*Required task*: Swap "dresser" for "nightstand" and write out everything from the line containing "Target: dresser top surface" down to the end of the records, leaving all else unchanged.

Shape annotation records
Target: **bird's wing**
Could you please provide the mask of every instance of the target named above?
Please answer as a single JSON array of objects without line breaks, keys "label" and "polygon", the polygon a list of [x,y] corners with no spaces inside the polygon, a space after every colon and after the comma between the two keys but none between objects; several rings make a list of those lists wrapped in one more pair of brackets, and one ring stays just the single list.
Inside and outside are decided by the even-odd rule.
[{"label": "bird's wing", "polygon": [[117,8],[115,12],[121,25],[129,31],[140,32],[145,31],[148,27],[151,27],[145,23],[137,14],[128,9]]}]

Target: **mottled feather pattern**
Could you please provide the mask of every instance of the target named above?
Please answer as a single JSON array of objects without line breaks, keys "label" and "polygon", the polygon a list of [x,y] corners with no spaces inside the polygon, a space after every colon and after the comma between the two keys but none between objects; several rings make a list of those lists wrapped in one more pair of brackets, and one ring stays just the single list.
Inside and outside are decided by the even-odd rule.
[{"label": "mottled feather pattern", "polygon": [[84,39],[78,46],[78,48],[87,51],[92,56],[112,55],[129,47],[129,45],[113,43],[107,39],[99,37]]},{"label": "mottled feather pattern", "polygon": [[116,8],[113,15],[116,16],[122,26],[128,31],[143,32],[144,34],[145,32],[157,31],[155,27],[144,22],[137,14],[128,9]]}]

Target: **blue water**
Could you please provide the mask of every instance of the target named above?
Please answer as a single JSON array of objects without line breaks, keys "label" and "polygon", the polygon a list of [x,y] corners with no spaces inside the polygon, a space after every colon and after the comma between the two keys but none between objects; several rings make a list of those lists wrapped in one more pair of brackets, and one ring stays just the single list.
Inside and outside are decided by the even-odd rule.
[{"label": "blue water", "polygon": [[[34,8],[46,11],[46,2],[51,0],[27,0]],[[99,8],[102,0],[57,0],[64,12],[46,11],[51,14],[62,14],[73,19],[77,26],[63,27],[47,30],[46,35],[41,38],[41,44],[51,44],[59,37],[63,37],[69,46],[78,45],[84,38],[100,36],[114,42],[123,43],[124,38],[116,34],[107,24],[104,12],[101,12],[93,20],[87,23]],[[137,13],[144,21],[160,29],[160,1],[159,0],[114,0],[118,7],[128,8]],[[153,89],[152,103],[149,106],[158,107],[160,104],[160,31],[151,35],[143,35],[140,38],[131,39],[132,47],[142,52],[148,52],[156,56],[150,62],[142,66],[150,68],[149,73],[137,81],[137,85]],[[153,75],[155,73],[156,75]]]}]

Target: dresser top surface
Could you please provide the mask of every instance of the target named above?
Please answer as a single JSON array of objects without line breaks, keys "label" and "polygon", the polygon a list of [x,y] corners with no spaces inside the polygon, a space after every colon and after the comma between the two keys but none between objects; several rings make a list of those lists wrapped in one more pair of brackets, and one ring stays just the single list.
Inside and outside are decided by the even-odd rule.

*Exercise output*:
Target: nightstand top surface
Could you please provide the mask of every instance of the target named above?
Please answer as a single JSON array of objects without line breaks, keys "label" and "polygon", the polygon a list of [x,y] corners with no spaces inside the polygon, a space after every colon and after the comma between the two keys but none between objects; several rings make a list of those lists wrapped in one more pair of brackets, and one ring stays just the single list.
Inside and outside are decided by the even-odd rule.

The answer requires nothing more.